(Excerpts from a pointing dataset)
----------

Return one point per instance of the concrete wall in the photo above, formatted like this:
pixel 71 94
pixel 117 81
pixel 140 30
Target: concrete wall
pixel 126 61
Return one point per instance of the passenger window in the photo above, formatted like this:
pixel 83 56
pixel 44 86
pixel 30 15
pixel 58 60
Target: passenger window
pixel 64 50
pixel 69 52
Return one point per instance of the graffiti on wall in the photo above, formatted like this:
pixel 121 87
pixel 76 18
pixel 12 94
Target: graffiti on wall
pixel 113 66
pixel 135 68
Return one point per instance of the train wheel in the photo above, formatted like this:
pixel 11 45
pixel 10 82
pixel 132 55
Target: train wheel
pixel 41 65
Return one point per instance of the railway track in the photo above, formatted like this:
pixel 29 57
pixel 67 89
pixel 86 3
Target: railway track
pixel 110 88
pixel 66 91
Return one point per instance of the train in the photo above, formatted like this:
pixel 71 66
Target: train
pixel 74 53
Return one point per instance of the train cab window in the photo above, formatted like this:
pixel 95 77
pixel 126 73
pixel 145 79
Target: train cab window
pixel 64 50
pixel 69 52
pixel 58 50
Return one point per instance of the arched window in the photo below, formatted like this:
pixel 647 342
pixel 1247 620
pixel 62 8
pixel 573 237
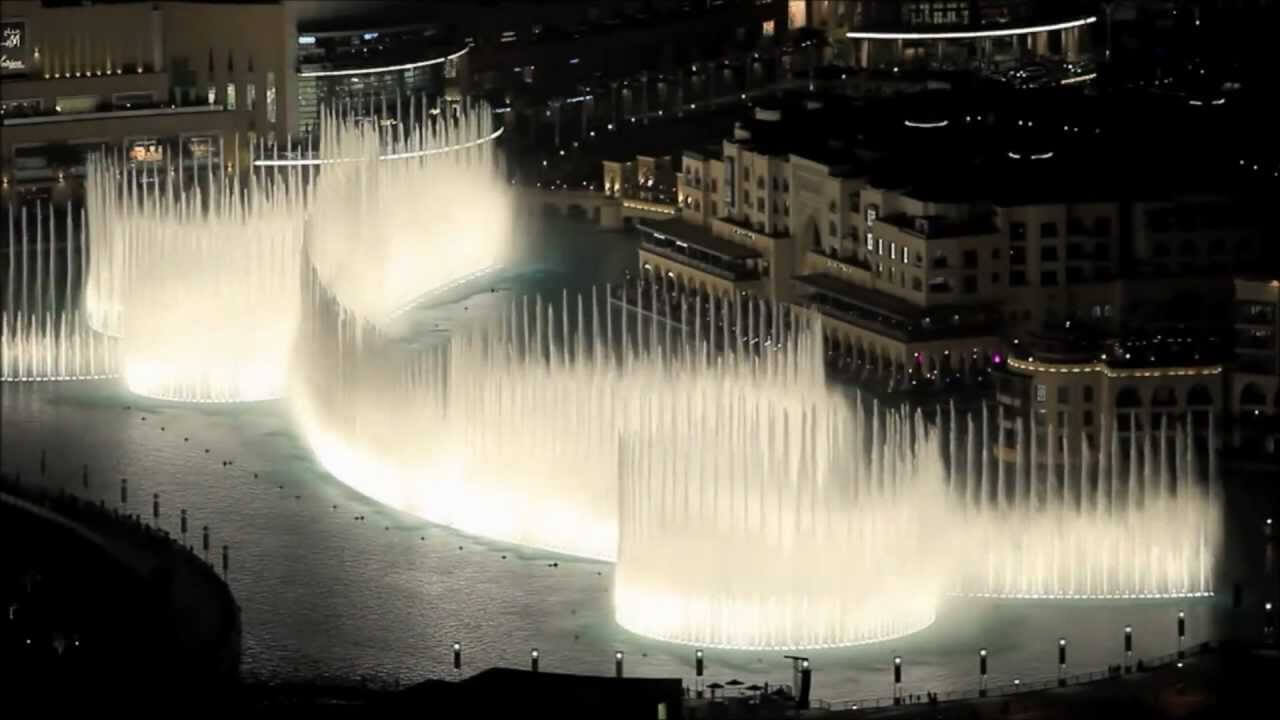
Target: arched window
pixel 1128 397
pixel 1165 396
pixel 1252 396
pixel 1198 396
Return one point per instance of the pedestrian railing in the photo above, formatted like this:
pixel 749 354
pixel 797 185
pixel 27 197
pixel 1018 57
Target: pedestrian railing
pixel 1009 688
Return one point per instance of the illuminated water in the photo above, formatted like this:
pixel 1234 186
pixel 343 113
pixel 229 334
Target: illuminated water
pixel 200 285
pixel 1072 520
pixel 42 333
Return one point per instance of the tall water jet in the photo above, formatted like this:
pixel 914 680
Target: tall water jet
pixel 1151 527
pixel 202 283
pixel 759 516
pixel 42 333
pixel 407 206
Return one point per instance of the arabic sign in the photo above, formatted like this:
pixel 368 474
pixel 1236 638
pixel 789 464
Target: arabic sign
pixel 13 46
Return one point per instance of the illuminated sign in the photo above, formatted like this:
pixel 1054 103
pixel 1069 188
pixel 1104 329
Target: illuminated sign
pixel 13 46
pixel 146 151
pixel 728 182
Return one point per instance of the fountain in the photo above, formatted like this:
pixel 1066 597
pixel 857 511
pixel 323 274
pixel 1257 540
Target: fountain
pixel 1133 518
pixel 201 283
pixel 407 206
pixel 42 335
pixel 777 518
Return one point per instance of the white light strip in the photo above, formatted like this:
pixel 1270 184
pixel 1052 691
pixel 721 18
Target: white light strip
pixel 1079 78
pixel 392 156
pixel 385 68
pixel 1004 32
pixel 59 378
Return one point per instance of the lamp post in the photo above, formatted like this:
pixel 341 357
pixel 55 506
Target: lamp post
pixel 698 673
pixel 982 673
pixel 897 679
pixel 1182 633
pixel 1128 648
pixel 1061 662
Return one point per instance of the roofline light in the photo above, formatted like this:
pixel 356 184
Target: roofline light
pixel 1002 32
pixel 385 68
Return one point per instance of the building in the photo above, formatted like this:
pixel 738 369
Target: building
pixel 374 65
pixel 951 33
pixel 1255 377
pixel 932 237
pixel 149 81
pixel 1080 387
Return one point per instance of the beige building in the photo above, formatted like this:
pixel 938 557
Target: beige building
pixel 1082 391
pixel 1255 379
pixel 151 81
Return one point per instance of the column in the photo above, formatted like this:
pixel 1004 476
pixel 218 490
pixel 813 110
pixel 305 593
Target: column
pixel 556 117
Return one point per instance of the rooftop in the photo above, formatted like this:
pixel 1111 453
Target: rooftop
pixel 698 236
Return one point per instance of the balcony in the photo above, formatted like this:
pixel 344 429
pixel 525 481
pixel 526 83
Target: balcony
pixel 892 317
pixel 694 246
pixel 109 114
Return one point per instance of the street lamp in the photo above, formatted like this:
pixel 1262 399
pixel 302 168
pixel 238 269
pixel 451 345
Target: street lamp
pixel 897 679
pixel 1182 632
pixel 1061 662
pixel 1128 648
pixel 982 673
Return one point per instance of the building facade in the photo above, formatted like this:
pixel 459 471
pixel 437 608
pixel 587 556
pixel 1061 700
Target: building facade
pixel 1255 378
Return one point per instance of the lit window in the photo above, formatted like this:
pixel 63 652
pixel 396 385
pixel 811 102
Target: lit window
pixel 270 96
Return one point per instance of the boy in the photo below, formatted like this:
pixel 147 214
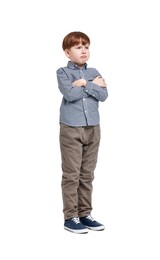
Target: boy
pixel 82 89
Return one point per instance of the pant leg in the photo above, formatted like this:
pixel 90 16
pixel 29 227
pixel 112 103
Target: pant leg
pixel 91 140
pixel 71 154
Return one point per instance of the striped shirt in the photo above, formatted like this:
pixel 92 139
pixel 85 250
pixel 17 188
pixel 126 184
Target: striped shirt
pixel 79 105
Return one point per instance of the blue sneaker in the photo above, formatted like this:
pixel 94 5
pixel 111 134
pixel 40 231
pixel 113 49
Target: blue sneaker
pixel 74 225
pixel 92 224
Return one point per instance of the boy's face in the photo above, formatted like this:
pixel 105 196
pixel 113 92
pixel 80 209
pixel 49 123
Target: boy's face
pixel 78 54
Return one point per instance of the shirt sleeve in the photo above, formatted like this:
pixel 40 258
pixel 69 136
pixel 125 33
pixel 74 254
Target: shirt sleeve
pixel 69 92
pixel 99 93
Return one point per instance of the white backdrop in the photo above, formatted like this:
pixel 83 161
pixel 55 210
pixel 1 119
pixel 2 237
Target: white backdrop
pixel 125 49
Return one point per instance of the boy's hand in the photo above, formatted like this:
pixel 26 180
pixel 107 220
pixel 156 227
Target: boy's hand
pixel 79 83
pixel 100 82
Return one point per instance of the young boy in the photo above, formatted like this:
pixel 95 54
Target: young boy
pixel 82 89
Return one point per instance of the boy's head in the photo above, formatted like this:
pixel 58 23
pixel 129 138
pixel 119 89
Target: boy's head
pixel 75 38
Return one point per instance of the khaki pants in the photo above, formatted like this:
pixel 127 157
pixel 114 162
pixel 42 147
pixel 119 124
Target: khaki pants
pixel 79 150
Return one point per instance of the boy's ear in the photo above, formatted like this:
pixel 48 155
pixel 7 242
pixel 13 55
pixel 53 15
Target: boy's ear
pixel 67 53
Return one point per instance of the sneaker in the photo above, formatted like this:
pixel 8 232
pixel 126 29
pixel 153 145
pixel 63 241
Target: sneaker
pixel 92 224
pixel 74 225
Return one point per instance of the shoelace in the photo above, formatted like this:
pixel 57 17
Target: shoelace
pixel 76 220
pixel 90 218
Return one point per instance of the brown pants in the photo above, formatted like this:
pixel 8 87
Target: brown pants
pixel 79 150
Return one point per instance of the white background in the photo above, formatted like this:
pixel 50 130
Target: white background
pixel 125 48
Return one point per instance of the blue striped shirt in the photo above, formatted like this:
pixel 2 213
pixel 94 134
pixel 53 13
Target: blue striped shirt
pixel 79 105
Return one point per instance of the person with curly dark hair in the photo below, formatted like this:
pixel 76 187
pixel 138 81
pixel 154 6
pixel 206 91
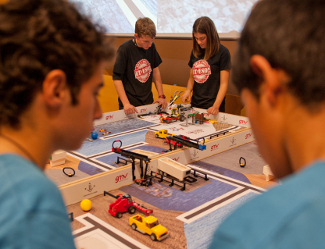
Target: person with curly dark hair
pixel 51 65
pixel 279 70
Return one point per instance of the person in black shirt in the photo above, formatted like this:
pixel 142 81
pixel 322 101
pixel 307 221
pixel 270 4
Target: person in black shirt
pixel 210 67
pixel 136 66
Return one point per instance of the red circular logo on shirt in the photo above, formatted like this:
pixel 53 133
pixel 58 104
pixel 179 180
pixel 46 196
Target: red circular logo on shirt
pixel 142 70
pixel 201 71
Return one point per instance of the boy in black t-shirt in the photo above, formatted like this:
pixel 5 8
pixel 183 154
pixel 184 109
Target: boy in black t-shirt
pixel 136 66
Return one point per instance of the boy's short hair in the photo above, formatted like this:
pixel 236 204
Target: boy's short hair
pixel 37 36
pixel 145 26
pixel 290 35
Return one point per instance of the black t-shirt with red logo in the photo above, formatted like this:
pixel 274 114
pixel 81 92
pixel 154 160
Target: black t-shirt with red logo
pixel 207 78
pixel 133 66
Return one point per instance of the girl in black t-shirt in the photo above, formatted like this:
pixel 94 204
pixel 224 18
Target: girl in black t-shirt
pixel 210 67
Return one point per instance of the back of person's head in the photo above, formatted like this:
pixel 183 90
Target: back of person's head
pixel 145 26
pixel 37 36
pixel 290 35
pixel 204 25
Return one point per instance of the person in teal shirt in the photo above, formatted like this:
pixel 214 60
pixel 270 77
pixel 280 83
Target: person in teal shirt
pixel 279 71
pixel 51 64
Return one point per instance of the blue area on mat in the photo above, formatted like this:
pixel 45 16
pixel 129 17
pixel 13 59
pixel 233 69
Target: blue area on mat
pixel 89 169
pixel 112 158
pixel 99 145
pixel 199 233
pixel 221 171
pixel 181 201
pixel 122 126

----------

What is required> Put the lines of the listing into a numbered list, starting with its first line and going on through the line that contains "pixel 74 53". Leave out any blank lines.

Result below>
1. Return one point per instance of the concrete wall in the photo above, formatted like this:
2. pixel 71 94
3. pixel 117 81
4. pixel 140 30
5. Target: concrete wall
6. pixel 126 61
7. Return one point per instance of the passenger window in the photo above, formatted like this:
8. pixel 83 56
9. pixel 44 86
10. pixel 30 15
11. pixel 58 60
12. Target: passenger window
13. pixel 64 50
14. pixel 69 52
15. Return one point per instance of the graffiti on wall in the photo above, formatted like this:
16. pixel 121 87
17. pixel 76 18
18. pixel 12 94
19. Target: graffiti on wall
20. pixel 113 66
21. pixel 135 68
22. Return one point per instance of the train wheel in the photo above, formatted like this:
23. pixel 11 45
24. pixel 10 82
25. pixel 132 55
26. Target: train wheel
27. pixel 41 65
28. Return one point per instance of the railway track in the photo above, formatted like this:
29. pixel 29 57
30. pixel 67 89
31. pixel 86 3
32. Target: railway track
33. pixel 110 88
34. pixel 66 91
35. Return one point per instance of the train in the photo above, formatted like this:
36. pixel 71 66
37. Target: train
38. pixel 74 53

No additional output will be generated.